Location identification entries
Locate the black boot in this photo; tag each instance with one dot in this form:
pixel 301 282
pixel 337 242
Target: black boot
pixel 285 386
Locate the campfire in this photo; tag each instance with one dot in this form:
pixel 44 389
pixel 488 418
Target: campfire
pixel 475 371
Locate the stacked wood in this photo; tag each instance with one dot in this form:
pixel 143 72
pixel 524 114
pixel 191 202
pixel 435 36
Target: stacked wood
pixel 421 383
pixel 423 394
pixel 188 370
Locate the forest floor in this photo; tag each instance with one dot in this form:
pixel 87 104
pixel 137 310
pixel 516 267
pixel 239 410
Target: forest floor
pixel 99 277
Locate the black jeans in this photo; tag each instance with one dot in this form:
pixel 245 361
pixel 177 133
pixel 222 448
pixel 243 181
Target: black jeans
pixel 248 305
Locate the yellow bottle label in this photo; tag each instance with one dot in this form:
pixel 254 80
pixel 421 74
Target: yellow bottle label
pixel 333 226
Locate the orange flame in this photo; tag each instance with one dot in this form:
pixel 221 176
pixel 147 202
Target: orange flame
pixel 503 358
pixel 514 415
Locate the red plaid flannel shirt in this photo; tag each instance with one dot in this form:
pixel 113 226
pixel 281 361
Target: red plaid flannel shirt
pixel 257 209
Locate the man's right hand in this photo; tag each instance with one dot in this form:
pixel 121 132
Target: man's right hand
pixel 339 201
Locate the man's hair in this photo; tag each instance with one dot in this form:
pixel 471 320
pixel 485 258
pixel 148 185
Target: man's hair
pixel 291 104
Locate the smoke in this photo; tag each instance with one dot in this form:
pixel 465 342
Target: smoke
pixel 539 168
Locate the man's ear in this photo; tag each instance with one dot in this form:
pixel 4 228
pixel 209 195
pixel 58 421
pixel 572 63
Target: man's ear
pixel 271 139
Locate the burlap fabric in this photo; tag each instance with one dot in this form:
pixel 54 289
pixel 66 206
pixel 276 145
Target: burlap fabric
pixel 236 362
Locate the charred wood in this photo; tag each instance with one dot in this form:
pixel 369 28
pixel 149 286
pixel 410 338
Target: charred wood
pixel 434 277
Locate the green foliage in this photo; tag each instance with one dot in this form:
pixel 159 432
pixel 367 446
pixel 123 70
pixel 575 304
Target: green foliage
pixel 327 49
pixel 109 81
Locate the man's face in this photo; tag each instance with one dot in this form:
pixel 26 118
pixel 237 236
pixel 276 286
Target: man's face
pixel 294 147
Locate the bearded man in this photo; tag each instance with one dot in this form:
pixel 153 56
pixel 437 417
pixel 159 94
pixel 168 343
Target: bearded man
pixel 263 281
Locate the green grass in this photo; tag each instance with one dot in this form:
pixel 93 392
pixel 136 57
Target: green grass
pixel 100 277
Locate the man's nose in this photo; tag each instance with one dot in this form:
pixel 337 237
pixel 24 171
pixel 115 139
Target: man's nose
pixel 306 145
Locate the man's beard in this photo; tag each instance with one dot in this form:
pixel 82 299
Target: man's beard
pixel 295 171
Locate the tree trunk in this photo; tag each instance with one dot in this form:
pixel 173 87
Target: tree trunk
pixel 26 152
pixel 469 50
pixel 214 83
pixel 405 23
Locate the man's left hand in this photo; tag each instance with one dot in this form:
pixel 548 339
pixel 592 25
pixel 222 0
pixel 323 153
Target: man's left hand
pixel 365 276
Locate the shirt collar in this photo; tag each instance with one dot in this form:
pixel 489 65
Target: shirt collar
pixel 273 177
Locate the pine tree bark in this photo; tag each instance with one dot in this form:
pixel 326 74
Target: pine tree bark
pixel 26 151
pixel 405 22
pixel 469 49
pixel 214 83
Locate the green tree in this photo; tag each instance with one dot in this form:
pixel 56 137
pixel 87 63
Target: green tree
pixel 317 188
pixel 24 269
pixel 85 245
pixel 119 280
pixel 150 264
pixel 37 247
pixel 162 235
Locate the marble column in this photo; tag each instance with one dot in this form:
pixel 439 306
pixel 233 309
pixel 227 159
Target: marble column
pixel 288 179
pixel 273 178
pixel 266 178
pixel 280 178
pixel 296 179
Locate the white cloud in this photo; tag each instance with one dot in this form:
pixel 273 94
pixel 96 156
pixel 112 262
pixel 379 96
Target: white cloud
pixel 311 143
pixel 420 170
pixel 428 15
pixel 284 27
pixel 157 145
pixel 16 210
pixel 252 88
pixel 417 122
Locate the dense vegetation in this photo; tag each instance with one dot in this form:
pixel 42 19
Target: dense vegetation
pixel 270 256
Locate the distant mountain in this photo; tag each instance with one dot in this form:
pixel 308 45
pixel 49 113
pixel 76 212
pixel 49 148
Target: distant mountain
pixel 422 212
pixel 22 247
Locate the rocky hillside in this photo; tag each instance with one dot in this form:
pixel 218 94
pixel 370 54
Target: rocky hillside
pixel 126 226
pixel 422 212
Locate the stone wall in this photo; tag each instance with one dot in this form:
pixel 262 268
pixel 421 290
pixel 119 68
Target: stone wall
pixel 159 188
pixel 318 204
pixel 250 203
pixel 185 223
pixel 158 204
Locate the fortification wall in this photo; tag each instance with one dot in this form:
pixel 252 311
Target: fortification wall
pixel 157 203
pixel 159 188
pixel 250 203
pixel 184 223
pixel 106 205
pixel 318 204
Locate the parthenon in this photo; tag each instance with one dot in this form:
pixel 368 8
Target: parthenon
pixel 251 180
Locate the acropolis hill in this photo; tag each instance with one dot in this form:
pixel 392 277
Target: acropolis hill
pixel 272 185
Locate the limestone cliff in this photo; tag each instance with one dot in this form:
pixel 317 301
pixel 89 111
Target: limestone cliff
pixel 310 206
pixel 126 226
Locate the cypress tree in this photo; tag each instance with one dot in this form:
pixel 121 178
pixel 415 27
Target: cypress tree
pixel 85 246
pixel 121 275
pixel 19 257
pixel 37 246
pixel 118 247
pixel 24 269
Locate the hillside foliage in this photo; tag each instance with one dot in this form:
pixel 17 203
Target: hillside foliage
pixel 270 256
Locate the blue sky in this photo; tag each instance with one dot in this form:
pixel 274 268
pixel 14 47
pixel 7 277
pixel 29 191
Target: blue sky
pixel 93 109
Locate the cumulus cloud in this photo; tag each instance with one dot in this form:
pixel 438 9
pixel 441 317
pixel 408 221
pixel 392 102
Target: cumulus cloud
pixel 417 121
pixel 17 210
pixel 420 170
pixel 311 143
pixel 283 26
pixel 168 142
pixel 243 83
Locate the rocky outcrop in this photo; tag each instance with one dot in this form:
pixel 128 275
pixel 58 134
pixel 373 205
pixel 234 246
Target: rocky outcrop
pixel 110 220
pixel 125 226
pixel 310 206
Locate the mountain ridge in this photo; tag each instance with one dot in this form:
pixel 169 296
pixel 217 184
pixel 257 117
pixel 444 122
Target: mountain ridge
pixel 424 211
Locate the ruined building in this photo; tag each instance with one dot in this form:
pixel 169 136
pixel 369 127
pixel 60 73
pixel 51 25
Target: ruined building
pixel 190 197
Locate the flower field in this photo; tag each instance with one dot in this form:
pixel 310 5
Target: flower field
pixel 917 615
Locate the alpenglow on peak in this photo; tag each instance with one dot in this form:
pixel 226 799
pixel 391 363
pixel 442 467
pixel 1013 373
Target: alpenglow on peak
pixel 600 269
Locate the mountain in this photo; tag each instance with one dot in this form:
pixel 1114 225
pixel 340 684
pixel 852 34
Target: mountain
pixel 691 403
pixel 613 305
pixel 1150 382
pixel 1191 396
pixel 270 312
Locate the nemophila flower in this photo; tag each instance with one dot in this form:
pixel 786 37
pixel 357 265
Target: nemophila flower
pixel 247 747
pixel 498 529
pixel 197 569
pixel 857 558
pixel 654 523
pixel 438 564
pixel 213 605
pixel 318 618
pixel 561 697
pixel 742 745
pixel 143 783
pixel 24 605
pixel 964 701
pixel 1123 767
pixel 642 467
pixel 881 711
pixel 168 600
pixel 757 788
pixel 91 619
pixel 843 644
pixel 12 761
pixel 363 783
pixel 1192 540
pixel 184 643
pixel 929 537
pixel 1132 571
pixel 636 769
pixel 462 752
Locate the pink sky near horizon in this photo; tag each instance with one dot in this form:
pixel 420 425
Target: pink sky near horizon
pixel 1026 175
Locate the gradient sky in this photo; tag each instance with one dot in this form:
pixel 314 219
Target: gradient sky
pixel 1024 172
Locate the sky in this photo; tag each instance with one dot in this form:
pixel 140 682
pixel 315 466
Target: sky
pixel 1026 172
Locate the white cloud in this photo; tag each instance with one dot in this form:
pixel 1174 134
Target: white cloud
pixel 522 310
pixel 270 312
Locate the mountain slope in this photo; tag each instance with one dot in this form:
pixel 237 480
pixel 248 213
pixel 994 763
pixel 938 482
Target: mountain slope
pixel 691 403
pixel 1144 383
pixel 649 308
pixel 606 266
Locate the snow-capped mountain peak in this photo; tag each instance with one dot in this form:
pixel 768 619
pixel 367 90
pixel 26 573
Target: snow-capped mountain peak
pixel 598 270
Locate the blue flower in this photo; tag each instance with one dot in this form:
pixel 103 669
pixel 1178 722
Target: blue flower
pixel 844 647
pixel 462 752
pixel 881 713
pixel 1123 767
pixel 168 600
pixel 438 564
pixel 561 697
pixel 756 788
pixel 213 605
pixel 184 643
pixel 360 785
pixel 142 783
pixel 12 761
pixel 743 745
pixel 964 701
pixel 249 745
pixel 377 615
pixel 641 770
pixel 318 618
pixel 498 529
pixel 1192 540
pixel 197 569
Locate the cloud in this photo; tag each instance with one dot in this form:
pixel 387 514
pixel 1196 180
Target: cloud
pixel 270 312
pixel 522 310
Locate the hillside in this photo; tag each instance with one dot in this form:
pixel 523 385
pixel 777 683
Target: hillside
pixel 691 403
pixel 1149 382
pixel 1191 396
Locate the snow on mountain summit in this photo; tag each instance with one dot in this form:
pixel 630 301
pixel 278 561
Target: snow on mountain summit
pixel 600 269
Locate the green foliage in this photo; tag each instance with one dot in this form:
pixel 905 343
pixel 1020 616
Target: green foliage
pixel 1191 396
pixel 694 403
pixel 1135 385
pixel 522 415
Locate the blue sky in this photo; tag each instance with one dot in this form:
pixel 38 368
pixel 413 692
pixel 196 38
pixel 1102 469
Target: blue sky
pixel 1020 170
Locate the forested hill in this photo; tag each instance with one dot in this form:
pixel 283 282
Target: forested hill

Written task: Copy out the lines starting with the line that contains "Locate the charred" and going on through the line that contains "pixel 295 171", substituting "mark each instance" for each "tag each instance" and leaving everything else unchanged.

Exercise response:
Locate the charred wood in this photo; mark each instance with one dot in this form:
pixel 369 28
pixel 149 286
pixel 410 338
Target: charred wood
pixel 434 277
Locate the green foliage in this photo; mark each instance with one dot in this form:
pixel 159 432
pixel 367 446
pixel 123 70
pixel 575 304
Target: green foliage
pixel 327 49
pixel 109 81
Locate the man's face in this photo; mark each instance with one dot in this form:
pixel 26 118
pixel 237 236
pixel 276 286
Target: man's face
pixel 294 147
Locate the bearded man in this photo; mark each instance with one dot in this form:
pixel 153 56
pixel 437 417
pixel 159 94
pixel 168 343
Target: bearded man
pixel 263 281
Locate the green grass in this photo; mark each instance with one dot in this form:
pixel 93 392
pixel 136 57
Target: green grass
pixel 100 277
Locate the man's nose in this photo; mark each instance with one dot in this form:
pixel 337 237
pixel 24 171
pixel 115 139
Target: man's nose
pixel 306 145
Locate the man's beard in this photo; mark each instance with one dot in this form:
pixel 82 299
Target: man's beard
pixel 295 171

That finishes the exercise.